→ What to work on
Quote the entries below word for word, starting at the line with "TARGET: treetop foliage" and ending at the line with "[(649, 136)]", including both of those lines.

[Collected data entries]
▬▬▬▬▬▬▬▬▬▬

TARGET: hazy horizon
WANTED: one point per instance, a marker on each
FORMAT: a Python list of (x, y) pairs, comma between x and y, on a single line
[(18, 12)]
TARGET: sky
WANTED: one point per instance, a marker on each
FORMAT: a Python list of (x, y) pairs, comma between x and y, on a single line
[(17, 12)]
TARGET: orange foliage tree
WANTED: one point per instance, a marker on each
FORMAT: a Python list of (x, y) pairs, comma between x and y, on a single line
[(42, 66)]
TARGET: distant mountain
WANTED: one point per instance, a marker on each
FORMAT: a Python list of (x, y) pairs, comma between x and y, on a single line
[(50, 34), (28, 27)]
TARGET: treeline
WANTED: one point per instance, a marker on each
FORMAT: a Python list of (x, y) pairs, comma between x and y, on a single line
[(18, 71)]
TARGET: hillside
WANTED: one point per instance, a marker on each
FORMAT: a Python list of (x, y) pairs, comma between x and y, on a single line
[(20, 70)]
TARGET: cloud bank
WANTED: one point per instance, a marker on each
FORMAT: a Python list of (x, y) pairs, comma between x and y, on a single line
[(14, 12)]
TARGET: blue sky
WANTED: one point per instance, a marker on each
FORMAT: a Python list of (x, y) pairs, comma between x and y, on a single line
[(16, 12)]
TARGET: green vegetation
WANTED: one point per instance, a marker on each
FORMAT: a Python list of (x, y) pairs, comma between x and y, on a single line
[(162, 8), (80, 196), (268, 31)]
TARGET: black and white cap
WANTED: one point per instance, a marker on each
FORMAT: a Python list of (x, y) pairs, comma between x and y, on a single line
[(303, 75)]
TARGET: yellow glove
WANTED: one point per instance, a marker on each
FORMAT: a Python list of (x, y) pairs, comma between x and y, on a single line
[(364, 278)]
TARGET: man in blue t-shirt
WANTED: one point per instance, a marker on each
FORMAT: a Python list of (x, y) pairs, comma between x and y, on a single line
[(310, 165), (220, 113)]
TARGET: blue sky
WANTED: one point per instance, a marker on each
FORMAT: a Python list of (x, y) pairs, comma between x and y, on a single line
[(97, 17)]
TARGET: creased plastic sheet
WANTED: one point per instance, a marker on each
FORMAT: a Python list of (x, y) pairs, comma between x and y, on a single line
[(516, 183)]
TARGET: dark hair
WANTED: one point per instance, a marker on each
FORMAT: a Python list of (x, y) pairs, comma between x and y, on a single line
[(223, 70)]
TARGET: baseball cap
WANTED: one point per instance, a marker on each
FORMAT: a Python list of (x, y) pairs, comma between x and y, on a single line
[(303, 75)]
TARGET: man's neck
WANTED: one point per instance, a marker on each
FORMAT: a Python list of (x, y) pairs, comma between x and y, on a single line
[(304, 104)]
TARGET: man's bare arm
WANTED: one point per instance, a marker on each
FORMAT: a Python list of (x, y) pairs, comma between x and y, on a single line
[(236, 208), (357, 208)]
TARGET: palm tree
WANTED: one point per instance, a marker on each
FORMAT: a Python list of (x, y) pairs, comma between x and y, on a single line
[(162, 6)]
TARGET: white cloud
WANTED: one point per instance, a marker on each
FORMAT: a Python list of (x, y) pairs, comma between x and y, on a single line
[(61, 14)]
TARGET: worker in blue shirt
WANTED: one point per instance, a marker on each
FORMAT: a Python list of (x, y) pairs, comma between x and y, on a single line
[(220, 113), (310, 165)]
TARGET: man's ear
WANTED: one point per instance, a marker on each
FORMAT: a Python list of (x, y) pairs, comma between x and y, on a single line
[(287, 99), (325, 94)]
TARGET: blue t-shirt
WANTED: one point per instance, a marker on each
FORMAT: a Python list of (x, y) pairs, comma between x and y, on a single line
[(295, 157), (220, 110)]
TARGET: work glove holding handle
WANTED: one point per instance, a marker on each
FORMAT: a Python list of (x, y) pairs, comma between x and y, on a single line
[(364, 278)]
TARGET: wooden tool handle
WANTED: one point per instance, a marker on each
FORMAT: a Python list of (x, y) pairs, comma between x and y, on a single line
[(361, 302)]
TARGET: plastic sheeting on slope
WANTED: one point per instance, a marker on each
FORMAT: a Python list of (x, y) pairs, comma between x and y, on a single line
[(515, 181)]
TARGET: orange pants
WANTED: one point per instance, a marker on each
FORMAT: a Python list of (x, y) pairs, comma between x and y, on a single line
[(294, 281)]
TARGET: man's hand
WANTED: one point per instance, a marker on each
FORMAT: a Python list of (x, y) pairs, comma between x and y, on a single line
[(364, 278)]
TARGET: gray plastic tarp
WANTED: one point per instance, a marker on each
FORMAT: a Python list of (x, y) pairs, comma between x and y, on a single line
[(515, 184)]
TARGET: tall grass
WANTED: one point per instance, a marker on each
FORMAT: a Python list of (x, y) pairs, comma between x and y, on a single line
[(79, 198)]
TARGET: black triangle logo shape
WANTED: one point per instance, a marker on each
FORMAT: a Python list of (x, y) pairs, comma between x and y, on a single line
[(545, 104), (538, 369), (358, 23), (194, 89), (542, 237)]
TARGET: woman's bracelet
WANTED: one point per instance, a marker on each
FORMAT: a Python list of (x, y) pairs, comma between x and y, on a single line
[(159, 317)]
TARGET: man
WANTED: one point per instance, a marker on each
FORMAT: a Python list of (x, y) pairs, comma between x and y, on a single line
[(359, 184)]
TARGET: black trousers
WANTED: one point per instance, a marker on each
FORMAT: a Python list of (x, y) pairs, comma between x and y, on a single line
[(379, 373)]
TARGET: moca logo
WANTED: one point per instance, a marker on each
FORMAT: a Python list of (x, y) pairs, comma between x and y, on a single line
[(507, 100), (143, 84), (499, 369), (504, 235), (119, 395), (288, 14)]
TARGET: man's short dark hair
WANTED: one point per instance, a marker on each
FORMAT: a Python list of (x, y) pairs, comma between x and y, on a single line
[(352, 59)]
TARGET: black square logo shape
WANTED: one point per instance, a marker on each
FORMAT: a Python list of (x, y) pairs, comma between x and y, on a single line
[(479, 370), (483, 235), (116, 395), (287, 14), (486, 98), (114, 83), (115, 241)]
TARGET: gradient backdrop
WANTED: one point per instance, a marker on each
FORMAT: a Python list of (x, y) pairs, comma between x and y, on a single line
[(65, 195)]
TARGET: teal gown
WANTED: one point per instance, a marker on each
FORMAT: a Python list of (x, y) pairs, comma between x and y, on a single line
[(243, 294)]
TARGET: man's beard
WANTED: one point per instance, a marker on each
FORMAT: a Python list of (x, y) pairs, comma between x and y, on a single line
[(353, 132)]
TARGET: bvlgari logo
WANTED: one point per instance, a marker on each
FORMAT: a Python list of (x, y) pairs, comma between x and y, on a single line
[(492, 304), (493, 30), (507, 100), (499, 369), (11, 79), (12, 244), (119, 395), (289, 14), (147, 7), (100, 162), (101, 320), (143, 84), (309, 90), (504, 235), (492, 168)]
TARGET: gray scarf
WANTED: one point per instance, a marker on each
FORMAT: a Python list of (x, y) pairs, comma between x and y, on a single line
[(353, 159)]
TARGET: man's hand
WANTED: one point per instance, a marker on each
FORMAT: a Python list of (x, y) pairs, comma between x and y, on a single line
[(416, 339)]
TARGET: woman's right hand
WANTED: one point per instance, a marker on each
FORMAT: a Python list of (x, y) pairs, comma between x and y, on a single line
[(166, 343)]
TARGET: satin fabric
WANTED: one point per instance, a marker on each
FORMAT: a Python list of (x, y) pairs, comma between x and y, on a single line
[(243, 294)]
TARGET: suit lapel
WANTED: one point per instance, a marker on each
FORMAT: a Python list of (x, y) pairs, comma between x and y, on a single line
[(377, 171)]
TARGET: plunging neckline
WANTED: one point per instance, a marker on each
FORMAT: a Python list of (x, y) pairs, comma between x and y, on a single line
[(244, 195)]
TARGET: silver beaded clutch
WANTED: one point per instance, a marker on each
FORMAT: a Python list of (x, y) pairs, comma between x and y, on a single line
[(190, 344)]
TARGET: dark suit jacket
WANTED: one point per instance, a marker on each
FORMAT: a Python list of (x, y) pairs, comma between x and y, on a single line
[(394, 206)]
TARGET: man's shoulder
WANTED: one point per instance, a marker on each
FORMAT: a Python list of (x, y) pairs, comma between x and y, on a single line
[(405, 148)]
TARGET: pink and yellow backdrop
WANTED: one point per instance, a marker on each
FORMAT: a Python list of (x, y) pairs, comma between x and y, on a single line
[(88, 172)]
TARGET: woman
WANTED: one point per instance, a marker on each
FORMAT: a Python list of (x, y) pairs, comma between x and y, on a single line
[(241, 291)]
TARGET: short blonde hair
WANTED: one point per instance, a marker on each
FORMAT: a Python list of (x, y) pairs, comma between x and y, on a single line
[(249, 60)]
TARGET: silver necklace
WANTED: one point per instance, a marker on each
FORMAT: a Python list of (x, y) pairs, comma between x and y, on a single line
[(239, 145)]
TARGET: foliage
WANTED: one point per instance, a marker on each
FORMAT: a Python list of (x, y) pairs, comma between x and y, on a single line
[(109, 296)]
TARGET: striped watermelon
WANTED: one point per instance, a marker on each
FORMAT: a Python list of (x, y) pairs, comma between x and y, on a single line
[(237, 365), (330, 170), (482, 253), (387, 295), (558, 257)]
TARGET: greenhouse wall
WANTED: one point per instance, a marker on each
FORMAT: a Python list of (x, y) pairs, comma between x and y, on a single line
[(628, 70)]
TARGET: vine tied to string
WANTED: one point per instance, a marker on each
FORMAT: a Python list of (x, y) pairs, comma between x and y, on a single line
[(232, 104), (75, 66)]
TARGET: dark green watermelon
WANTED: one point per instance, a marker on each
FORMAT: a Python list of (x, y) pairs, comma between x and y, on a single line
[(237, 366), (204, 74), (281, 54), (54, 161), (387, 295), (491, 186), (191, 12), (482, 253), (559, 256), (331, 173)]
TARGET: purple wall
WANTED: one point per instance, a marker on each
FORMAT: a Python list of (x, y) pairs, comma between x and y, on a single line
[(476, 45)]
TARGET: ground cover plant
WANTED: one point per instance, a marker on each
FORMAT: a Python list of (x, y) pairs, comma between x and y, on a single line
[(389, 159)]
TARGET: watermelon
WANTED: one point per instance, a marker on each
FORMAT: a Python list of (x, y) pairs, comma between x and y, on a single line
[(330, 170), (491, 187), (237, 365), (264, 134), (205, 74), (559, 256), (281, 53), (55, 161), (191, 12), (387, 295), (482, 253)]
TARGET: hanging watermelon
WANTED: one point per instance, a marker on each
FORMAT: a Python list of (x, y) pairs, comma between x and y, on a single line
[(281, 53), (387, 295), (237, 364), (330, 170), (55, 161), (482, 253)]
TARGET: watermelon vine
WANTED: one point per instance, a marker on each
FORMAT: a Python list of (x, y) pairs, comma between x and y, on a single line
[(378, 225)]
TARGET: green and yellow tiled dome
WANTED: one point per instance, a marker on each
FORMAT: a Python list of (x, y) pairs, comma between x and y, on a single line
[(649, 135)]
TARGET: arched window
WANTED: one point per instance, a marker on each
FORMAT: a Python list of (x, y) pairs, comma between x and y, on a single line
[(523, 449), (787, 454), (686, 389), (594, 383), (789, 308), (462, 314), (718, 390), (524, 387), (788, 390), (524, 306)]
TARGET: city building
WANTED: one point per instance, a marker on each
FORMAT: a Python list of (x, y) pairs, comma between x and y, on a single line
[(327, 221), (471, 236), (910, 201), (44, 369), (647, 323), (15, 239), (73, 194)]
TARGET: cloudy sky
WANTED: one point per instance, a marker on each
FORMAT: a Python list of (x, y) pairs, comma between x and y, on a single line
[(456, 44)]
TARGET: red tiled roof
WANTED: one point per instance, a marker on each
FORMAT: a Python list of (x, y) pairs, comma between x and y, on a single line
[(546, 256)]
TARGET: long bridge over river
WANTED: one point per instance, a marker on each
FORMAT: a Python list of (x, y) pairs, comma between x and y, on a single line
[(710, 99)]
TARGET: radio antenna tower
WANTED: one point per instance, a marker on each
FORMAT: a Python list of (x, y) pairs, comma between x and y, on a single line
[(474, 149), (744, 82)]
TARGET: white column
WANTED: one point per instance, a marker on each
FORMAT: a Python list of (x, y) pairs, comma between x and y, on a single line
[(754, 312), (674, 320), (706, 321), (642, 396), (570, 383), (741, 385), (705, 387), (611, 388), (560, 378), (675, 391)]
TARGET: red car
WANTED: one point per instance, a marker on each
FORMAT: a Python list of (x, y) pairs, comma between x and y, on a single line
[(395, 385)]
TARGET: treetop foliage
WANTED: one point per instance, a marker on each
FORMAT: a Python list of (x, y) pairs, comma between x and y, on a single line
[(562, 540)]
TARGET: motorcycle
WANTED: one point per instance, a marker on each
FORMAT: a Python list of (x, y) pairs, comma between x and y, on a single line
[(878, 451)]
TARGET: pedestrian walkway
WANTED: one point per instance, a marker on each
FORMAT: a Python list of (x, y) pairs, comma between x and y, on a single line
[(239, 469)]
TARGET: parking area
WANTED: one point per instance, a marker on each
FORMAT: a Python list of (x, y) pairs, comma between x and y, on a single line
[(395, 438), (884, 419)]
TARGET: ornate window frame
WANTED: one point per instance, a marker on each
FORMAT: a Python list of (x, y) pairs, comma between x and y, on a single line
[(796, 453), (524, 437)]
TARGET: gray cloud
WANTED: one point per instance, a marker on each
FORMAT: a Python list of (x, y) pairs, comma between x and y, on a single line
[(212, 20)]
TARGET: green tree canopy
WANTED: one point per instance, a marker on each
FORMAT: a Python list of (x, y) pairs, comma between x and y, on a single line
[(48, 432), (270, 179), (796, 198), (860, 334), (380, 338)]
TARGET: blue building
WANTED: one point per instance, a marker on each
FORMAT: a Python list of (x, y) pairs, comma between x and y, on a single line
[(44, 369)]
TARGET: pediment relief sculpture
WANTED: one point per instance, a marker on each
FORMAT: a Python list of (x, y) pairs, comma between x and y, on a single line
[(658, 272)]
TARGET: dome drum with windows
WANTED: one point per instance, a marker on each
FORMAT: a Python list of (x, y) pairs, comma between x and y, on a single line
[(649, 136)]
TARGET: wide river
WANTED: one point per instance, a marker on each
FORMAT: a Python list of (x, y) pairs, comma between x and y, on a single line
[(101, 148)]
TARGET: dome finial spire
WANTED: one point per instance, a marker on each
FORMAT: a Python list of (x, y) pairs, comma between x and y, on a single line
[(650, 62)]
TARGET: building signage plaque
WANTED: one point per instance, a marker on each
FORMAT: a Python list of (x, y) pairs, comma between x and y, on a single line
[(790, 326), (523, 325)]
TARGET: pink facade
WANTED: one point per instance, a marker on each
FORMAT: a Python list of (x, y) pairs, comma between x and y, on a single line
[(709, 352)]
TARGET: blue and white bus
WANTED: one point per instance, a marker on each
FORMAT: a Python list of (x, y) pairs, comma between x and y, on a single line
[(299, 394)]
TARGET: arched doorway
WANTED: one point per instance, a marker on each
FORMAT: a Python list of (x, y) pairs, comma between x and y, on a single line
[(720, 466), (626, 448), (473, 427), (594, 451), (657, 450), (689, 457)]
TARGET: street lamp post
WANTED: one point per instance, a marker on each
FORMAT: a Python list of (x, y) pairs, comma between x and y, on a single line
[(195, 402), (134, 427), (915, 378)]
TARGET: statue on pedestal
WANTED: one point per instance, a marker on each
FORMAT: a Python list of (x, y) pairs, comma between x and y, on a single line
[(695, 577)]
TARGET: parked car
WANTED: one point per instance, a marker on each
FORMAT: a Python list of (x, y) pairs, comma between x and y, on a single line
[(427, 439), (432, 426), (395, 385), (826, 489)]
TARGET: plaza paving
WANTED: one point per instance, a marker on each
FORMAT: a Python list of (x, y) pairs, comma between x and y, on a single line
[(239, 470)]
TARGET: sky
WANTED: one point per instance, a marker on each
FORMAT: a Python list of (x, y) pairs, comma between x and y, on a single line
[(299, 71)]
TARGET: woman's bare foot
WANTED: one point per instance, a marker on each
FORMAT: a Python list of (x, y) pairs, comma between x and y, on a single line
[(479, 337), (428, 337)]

▬▬▬▬▬▬▬▬▬▬

→ Task response
TARGET: treetop foliage
WANTED: one point per instance, a marker on each
FORMAT: a Python list of (x, y) pairs, comma between x and y, on a single line
[(562, 540)]
TARGET: motorcycle
WANTED: one point per instance, a marker on each
FORMAT: a Python list of (x, y) pairs, comma between x and y, on a single line
[(878, 451)]
TARGET: pedestrian walkway
WANTED: one point per instance, a marker on each
FORMAT: a Python list of (x, y) pairs, comma between x and y, on a single line
[(239, 469)]
TARGET: parking area
WANTED: one point per instance, a marker on each
FORMAT: a Python list of (x, y) pairs, comma between x and y, on a single line
[(395, 438), (884, 419)]
TARGET: ornate window frame
WANTED: one point per instance, a marker on each
FORMAT: a Python list of (x, y) pairs, comma between x and y, on a single line
[(796, 453), (524, 437)]
TARGET: gray cloud
WANTED: one point per instance, a marker on each
FORMAT: a Python list of (x, y) pairs, comma between x and y, on a single line
[(212, 20)]
TARGET: green tree canopy
WANTED: one point per instance, a marker on each
FORMAT: a Python list of (x, y) pairs, comma between x and y, on a single line
[(48, 432), (270, 179), (796, 198), (860, 334), (380, 338)]
TARGET: blue building
WANTED: one point per instance, a marker on each
FORMAT: a Python list of (x, y) pairs, comma between x and y, on a single line
[(44, 369)]
TARGET: pediment relief sculpture
WANTED: one point per instance, a marker on each
FORMAT: a Python list of (x, y) pairs, comma between x and y, on a single line
[(658, 272)]
TARGET: dome drum with windows
WANTED: one point per instance, a marker on each
FORMAT: a Python list of (x, y) pairs, comma between x and y, on a single line
[(649, 136)]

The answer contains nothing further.